TASK INSTRUCTIONS:
Gather every line from the entries below that contains the string "shell", copying each one in full.

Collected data
↓

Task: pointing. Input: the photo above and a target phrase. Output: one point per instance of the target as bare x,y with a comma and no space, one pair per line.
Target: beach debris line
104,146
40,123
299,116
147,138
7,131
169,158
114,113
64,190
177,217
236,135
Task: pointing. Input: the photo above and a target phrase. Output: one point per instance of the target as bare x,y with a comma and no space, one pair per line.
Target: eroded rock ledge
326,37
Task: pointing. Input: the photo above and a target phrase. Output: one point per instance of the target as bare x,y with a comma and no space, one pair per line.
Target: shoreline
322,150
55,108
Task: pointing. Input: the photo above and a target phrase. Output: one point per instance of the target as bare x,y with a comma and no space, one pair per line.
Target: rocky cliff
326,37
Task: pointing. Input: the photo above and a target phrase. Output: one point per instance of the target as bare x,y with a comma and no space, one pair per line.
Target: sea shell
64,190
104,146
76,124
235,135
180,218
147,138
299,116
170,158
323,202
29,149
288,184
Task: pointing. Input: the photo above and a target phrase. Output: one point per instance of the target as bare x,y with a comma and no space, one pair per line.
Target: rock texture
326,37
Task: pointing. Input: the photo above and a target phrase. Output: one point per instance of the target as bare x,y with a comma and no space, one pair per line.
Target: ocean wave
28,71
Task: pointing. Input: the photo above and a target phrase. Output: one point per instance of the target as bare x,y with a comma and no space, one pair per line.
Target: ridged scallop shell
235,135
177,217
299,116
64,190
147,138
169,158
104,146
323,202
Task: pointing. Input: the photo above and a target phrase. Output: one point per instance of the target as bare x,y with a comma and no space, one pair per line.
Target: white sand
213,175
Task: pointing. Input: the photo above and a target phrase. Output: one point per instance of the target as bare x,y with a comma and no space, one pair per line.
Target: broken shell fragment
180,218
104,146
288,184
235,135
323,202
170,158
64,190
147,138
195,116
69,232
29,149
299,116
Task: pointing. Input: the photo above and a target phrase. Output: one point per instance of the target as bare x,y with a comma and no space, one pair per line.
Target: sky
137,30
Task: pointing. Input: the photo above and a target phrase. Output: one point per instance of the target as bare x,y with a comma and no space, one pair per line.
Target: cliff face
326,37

↑

SOLUTION TO THIS EXERCISE:
Target: sea shell
Target: ridged scallop shell
Target: broken shell fragment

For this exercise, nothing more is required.